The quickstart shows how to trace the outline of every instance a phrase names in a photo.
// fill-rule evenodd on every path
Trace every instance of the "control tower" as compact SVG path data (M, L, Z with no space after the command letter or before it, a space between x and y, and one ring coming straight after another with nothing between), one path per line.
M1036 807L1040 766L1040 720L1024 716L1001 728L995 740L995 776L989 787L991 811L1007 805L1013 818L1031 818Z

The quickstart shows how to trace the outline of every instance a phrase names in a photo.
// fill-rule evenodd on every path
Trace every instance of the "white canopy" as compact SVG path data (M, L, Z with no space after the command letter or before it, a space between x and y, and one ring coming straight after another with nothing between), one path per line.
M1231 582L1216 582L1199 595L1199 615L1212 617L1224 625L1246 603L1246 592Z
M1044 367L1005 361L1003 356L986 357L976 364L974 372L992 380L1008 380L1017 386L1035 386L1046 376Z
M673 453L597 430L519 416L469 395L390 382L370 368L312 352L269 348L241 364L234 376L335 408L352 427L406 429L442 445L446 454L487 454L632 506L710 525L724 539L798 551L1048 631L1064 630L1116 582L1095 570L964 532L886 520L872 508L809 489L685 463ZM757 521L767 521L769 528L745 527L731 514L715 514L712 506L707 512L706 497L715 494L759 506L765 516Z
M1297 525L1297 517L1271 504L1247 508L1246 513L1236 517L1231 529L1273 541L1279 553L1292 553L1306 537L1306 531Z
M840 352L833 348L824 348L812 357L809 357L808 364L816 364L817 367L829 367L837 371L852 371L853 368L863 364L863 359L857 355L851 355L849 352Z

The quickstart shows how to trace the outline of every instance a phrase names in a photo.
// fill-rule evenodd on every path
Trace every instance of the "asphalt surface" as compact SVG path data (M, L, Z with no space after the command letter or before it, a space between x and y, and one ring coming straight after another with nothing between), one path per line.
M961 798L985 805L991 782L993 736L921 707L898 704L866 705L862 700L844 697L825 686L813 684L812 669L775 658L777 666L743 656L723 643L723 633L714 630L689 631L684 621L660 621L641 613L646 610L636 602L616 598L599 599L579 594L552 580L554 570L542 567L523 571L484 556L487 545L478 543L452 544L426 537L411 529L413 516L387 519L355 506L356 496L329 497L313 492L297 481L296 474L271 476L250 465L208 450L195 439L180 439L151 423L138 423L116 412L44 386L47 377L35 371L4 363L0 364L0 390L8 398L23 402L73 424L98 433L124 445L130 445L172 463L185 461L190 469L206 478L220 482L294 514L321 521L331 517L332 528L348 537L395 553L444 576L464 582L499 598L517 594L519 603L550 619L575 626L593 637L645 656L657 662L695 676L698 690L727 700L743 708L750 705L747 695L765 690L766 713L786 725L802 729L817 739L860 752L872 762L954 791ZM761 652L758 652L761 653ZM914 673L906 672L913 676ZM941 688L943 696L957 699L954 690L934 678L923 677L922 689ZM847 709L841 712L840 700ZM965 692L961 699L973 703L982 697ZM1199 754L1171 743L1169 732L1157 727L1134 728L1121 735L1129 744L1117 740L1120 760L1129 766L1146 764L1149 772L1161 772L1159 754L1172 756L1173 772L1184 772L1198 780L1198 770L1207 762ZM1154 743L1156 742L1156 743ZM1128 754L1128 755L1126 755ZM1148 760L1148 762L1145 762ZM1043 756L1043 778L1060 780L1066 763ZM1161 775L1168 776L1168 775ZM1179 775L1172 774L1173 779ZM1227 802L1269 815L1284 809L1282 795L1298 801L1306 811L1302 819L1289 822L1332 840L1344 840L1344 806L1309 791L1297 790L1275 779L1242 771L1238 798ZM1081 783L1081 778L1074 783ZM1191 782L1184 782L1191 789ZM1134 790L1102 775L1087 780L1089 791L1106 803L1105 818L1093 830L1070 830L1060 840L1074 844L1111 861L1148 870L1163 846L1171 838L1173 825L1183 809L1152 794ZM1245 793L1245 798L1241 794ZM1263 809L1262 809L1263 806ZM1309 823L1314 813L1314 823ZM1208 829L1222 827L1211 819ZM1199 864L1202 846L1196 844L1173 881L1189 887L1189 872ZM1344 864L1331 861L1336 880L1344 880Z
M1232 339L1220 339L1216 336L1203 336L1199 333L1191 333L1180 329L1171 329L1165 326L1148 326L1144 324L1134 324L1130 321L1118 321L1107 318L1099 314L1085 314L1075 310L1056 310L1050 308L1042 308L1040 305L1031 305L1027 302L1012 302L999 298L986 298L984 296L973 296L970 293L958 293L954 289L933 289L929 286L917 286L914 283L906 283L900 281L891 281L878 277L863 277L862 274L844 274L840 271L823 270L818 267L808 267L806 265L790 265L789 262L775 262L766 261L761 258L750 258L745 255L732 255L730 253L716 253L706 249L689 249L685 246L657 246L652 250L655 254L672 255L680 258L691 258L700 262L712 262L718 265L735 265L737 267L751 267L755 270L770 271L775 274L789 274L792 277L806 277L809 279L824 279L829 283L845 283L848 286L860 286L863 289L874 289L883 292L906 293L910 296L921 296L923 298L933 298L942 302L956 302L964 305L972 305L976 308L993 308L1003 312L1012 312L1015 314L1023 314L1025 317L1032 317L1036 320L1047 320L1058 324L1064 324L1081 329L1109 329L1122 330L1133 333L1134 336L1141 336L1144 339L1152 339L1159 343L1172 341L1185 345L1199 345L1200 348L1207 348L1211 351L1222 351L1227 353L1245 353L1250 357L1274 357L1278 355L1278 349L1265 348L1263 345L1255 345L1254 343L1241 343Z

Work required>
Please update the listing above so that every "quickstart" reads "guide", with everything else left unchanged.

Exercise result>
The guide shows how to trace the outline of every instance a phrase names in a photo.
// fill-rule evenodd on every path
Trace every instance of the "control tower" as compact SVG path data (M, L, Z with no space after the command letter or before it, a space between x and y, and one ring coming straight after another with nothing between), one path per line.
M1036 807L1040 766L1040 720L1024 716L1001 728L995 740L995 776L989 787L991 811L1007 805L1013 818L1031 818Z

The guide shows how to trace the outline of every instance a phrase names in a photo.
// fill-rule evenodd on every path
Trace every instance of the "white canopy" as compact SVG path data (M, L, Z with no space after the command letter or before it, a space between x and y, and one ring coming straight after another with nothing between), one path per line.
M1231 582L1216 582L1199 595L1199 615L1212 617L1224 625L1246 603L1246 592Z
M1044 367L1005 361L1003 356L986 357L976 364L974 372L992 380L1008 380L1017 386L1035 386L1046 376Z
M673 453L597 430L519 416L469 395L390 382L370 368L312 352L269 348L241 364L234 376L335 408L352 427L406 429L442 445L446 454L487 454L632 506L710 525L724 539L798 551L1048 631L1064 630L1116 582L1095 570L964 532L886 520L872 508L809 489L685 463ZM757 521L767 521L769 528L745 527L731 514L715 514L712 506L707 512L706 497L715 494L759 506L765 516Z
M1297 525L1297 517L1271 504L1247 508L1246 513L1236 517L1231 529L1273 541L1279 553L1292 553L1306 537L1306 531Z
M840 352L833 348L824 348L812 357L809 357L808 364L816 364L817 367L829 367L837 371L852 371L853 368L863 364L863 359L857 355L851 355L849 352Z

The guide shows how to trace the outline of every instance a phrase names in a photo.
// fill-rule evenodd on every path
Trace every instance of the "asphalt surface" as compact SVG path data (M, L, Z with no space after the command letter or before it, a space between x and y, and one ring coming straight after another with nothing between), one path per line.
M961 798L985 805L991 782L993 736L921 707L898 704L866 705L862 700L844 697L825 686L813 684L812 669L775 658L777 666L743 656L723 643L723 633L714 630L689 631L684 621L660 621L641 613L646 610L636 602L616 598L599 599L579 594L552 580L554 570L542 567L523 571L484 556L487 545L478 543L452 544L426 537L411 529L413 516L387 519L355 506L356 496L329 497L313 492L297 481L296 474L271 476L250 465L208 450L195 439L180 439L151 423L138 423L116 412L44 386L47 377L35 371L4 363L0 364L0 390L8 398L23 402L73 424L98 433L124 445L130 445L172 463L185 461L190 469L206 478L220 482L294 514L321 521L331 517L332 528L348 537L395 553L444 576L464 582L499 598L517 594L519 603L550 619L575 626L593 637L645 656L657 662L695 676L698 690L727 700L743 708L750 705L747 695L765 690L766 713L786 725L802 729L817 739L860 752L872 762L954 791ZM761 652L758 652L761 653ZM914 673L906 672L913 676ZM941 688L943 696L957 699L954 690L934 678L923 677L922 689ZM847 709L841 712L840 700ZM965 692L961 699L973 703L982 697ZM1199 754L1171 743L1169 732L1157 727L1134 728L1121 735L1129 744L1117 740L1120 760L1129 766L1146 764L1149 772L1161 772L1159 754L1172 756L1173 772L1184 772L1198 780L1198 770L1207 762ZM1154 743L1156 742L1156 743ZM1128 754L1128 755L1126 755ZM1148 760L1148 762L1145 762ZM1043 756L1043 778L1060 780L1066 763ZM1161 775L1168 776L1168 775ZM1179 775L1172 774L1173 779ZM1227 802L1269 815L1284 809L1282 795L1298 801L1306 811L1302 819L1289 822L1332 840L1344 840L1344 806L1309 791L1297 790L1275 779L1242 771L1238 798ZM1081 783L1081 778L1074 783ZM1191 782L1184 782L1191 789ZM1134 790L1102 775L1087 780L1089 791L1106 803L1105 818L1093 830L1070 830L1060 840L1074 844L1111 861L1148 870L1163 846L1171 838L1173 825L1183 809L1152 794ZM1245 793L1245 798L1241 794ZM1263 809L1262 809L1263 806ZM1309 823L1314 813L1314 823ZM1208 829L1222 827L1211 819ZM1199 864L1202 846L1196 844L1173 881L1189 887L1189 872ZM1344 864L1331 861L1336 880L1344 880Z
M1232 339L1220 339L1216 336L1203 336L1199 333L1191 333L1180 329L1171 329L1165 326L1148 326L1144 324L1134 324L1130 321L1118 321L1107 318L1099 314L1085 314L1075 310L1056 310L1050 308L1042 308L1040 305L1031 305L1027 302L1012 302L999 298L986 298L984 296L973 296L970 293L958 293L954 289L933 289L929 286L917 286L914 283L906 283L900 281L891 281L878 277L863 277L862 274L844 274L840 271L823 270L818 267L808 267L806 265L790 265L789 262L775 262L766 261L761 258L750 258L745 255L732 255L730 253L716 253L706 249L689 249L685 246L657 246L652 250L655 254L672 255L680 258L691 258L700 262L712 262L718 265L735 265L737 267L751 267L755 270L770 271L775 274L789 274L792 277L806 277L809 279L824 279L829 283L845 283L848 286L860 286L863 289L874 289L883 292L906 293L910 296L921 296L923 298L933 298L942 302L956 302L964 305L972 305L976 308L993 308L1003 312L1012 312L1015 314L1023 314L1025 317L1032 317L1036 320L1047 320L1058 324L1064 324L1081 329L1109 329L1122 330L1133 333L1134 336L1141 336L1144 339L1152 339L1159 343L1172 341L1185 345L1199 345L1200 348L1207 348L1211 351L1222 351L1227 353L1245 353L1250 357L1274 357L1278 355L1278 349L1265 348L1263 345L1255 345L1254 343L1241 343Z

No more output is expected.